Exercício proposto a: Atualize o trecho citado reproduzindo-o entre "Não escapa ninguém." e "futebol americano.", inclusive, com "posição" substituído por "colocação".

Trecho citado:
ÁLVARO PEREIRA JÚNIOR
colunista da Folha
"Quando os astros do rock
enlouquecem." A chamada de
capa não deixa dúvidas: a edição
de maio da revista inglesa "Q" está nas bancas para ridicularizar
nomes estabelecidos e, de quebra, nos fazer dar boas risadas.
Melhor, impossível.
A "Q" traz uma compilação dos
cem momentos mais ridículos da
história do rock: delírios de auto-importância, ataques de estrelismo, megalomanias generalizadas, loucura terminal.
Não escapa ninguém. De bandas esquecidas, como o pós-punk Killing Joke, às ultracomerciais Spice Girls, passando, é claro, pelas grandes estrelas do rock
progressivo, esse gênero que, vitimado por suas pretensões "artísticas", se transformou em sinônimo da palavra ridículo.
Sobra até para os sacrossantos
Beatles, que surgem na centésima posição com seu filme malogrado "Magical Mistery Tour".
O incriticável Marvin Gaye
também está lá, na posição 98,
por causa de sua tentativa, nos
anos 70, de se tornar jogador de
futebol americano.

Linhas para processar:

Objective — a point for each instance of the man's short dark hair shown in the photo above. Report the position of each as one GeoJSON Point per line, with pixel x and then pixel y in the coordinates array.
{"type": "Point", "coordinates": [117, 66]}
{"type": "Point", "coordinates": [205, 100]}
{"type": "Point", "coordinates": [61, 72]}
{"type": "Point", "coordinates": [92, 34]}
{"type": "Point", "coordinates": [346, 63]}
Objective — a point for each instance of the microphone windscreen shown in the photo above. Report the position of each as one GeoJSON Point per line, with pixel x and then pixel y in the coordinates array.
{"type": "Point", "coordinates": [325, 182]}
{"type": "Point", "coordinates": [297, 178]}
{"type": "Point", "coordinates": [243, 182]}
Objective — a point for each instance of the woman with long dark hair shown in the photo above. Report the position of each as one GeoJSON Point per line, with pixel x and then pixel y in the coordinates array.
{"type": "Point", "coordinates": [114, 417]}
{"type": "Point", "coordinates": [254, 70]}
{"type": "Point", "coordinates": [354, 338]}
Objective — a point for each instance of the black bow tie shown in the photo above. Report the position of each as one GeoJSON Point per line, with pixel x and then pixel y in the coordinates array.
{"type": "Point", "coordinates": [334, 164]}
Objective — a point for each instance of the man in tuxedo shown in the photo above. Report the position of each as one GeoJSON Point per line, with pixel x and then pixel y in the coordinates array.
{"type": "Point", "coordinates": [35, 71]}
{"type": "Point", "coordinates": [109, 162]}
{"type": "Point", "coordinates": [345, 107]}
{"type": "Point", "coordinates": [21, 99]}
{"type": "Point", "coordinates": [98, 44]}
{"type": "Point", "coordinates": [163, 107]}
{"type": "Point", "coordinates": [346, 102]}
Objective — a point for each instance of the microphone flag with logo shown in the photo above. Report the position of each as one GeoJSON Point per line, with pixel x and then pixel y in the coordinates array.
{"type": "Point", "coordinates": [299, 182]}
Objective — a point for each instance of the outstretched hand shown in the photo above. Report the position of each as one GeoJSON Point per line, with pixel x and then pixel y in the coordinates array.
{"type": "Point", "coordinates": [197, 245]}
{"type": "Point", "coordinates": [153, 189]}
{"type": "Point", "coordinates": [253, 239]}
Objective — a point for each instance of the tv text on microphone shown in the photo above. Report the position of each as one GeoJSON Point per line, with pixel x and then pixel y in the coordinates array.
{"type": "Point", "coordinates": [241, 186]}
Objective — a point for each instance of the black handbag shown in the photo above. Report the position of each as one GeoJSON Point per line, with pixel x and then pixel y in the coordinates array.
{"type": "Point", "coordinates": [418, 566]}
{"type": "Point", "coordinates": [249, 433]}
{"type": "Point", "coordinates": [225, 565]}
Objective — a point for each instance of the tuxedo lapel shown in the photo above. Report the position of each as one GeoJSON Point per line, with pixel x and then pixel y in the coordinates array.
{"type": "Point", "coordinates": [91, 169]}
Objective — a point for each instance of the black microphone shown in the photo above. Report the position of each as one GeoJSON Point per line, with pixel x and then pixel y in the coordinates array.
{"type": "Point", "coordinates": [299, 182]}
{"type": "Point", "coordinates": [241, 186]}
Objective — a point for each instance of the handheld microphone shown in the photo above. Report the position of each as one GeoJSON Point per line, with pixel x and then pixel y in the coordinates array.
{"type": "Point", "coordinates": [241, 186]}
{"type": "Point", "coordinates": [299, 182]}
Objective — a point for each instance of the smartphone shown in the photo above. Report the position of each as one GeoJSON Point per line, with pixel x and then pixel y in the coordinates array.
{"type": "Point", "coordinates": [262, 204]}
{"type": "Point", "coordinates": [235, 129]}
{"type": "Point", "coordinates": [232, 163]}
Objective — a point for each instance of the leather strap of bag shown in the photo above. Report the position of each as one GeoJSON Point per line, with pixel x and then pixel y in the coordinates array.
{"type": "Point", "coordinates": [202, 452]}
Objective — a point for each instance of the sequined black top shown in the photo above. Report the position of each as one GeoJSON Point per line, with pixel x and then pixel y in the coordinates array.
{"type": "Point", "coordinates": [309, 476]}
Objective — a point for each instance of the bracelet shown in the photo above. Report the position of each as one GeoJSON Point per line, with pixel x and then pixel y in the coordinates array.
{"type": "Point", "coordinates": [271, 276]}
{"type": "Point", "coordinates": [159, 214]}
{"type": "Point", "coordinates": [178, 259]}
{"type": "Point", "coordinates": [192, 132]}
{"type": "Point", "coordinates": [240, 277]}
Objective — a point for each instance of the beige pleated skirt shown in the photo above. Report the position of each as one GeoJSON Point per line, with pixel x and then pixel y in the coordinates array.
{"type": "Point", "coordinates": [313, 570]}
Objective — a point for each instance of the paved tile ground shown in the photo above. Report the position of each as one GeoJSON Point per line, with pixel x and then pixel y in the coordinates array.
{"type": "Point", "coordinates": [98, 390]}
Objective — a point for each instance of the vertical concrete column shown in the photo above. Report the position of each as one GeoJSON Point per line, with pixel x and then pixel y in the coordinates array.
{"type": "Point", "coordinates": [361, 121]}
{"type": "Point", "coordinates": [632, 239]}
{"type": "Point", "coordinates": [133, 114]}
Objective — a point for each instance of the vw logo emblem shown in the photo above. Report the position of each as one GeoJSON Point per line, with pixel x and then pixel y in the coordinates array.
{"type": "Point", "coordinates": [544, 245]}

Exercício proposto b: Filtre as linhas acima e copie, por favor, cada uma que contenha a sequência "hair"; maiúsculas e minúsculas fazem diferença.

Resultado a:
Não escapa ninguém. De bandas esquecidas, como o pós-punk Killing Joke, às ultracomerciais Spice Girls, passando, é claro, pelas grandes estrelas do rock
progressivo, esse gênero que, vitimado por suas pretensões "artísticas", se transformou em sinônimo da palavra ridículo.
Sobra até para os sacrossantos
Beatles, que surgem na centésima colocação com seu filme malogrado "Magical Mistery Tour".
O incriticável Marvin Gaye
também está lá, na colocação 98,
por causa de sua tentativa, nos
anos 70, de se tornar jogador de
futebol americano.

Resultado b:
Objective — a point for each instance of the man's short dark hair shown in the photo above. Report the position of each as one GeoJSON Point per line, with pixel x and then pixel y in the coordinates array.
Objective — a point for each instance of the woman with long dark hair shown in the photo above. Report the position of each as one GeoJSON Point per line, with pixel x and then pixel y in the coordinates array.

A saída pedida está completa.